根据关于反转单链表的选文,回答下列问题:
1. 示例中给出的输入是什么?
2. 迭代解法在循环结束后返回哪个变量?
3. 递归解法在什么条件下直接返回 head?

• _选文_

+-------+

反转一个单链表。
示例:
输入: 1->2->3->4->5->NULL
输出: 5->4->3->2->1->NULL
- 进阶:
你可以迭代或递归地反转链表。你能否用两种方法解决这道题?
/**
* Definition for singly-linked list.
* public class ListNode {
* int val;
* ListNode next;
* ListNode(int x) { val = x; }
* }
输入: 1->2->3->4->5->NULL
输出: 5->4->3->2->1->NULL
*/
class Solution {
// 迭代解法
public ListNode reverseList(ListNode head) {
ListNode prev = null;
ListNode curr = head;
while (curr != null) {
ListNode next = curr.next;
curr.next = prev;
prev = curr;
curr = next;
}
return prev;
}
2 -> 3 -> 4 -> 5 -> null
1 -> null
3 -> 4 -> 5 -> null
2 -> 1 -> null
4 -> 5 -> null
3 -> 2 -> 1 -> null
5 -> null
4 -> 3 -> 2 -> 1 -> null
null
5 -> 4 -> 3 -> 2 -> 1 -> null
// 递归解法
public ListNode reverseList(ListNode head) {
if (head == null || head.next == null) {
return head;
}
ListNode newHead = reverseList(head.next);
head.next.next = head;
head.next = null;
return newHead;
}
}
Q.E.D.

+-------+

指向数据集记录

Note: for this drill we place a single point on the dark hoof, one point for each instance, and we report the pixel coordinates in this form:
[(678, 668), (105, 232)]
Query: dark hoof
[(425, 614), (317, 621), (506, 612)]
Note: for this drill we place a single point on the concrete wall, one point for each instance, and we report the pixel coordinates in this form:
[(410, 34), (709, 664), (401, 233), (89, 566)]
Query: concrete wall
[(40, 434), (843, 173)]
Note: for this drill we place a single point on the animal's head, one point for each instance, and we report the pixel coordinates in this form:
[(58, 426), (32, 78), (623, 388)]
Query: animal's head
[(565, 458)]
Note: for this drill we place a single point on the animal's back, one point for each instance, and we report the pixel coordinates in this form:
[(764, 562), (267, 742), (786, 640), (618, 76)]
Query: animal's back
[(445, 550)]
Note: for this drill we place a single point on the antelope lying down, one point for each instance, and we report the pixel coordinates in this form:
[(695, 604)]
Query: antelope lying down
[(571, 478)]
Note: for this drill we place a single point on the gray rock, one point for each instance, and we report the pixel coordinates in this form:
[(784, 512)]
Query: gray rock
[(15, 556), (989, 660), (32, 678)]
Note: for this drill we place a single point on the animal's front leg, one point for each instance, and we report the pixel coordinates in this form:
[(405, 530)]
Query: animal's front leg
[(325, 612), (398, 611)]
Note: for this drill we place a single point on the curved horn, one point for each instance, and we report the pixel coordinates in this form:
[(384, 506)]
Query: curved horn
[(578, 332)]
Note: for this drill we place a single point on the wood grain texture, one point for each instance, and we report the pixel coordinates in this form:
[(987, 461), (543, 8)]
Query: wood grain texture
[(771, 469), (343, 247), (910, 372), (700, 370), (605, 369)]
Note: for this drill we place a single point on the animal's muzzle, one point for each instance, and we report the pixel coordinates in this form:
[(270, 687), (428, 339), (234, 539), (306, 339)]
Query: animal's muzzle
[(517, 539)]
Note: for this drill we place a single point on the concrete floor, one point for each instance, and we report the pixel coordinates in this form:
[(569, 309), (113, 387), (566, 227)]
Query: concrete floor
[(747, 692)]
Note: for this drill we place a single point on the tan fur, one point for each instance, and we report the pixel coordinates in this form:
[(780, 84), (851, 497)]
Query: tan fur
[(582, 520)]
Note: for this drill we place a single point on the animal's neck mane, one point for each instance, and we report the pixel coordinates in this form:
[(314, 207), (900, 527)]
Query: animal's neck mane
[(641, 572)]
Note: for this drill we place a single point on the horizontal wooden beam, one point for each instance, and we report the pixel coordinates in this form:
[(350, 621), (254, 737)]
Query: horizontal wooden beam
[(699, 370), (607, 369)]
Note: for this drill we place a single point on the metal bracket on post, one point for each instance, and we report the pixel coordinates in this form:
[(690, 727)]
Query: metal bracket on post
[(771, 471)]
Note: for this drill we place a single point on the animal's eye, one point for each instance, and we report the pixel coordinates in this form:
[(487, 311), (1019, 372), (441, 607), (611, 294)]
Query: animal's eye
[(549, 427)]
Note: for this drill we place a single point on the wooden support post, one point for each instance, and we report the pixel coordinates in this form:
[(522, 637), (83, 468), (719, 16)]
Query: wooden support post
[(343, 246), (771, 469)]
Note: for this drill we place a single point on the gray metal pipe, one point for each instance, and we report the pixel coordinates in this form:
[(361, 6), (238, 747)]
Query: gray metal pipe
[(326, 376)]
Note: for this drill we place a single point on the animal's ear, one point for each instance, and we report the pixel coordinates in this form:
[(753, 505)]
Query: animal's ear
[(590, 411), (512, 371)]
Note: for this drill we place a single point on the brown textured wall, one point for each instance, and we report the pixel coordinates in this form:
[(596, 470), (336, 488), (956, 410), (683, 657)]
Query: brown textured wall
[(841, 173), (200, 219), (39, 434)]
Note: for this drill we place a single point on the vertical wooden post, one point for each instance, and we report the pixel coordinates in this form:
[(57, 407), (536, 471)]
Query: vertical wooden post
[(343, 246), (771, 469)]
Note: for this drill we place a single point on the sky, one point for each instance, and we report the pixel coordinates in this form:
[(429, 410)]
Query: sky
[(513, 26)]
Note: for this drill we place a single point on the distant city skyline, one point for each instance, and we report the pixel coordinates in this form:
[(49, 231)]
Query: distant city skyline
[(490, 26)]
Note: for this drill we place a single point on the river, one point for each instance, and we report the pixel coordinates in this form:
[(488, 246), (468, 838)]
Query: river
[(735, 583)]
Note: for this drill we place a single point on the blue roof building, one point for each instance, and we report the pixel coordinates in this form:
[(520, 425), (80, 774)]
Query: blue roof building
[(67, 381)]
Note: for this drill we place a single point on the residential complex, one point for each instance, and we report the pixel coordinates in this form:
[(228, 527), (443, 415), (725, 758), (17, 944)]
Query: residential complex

+-------+

• _书面回答_
1. 示例中给出的输入是 1->2->3->4->5->NULL。
2. 迭代解法在循环结束后返回变量 prev。
3. 当 head 为 null 或 head.next 为 null 时,递归解法直接返回 head。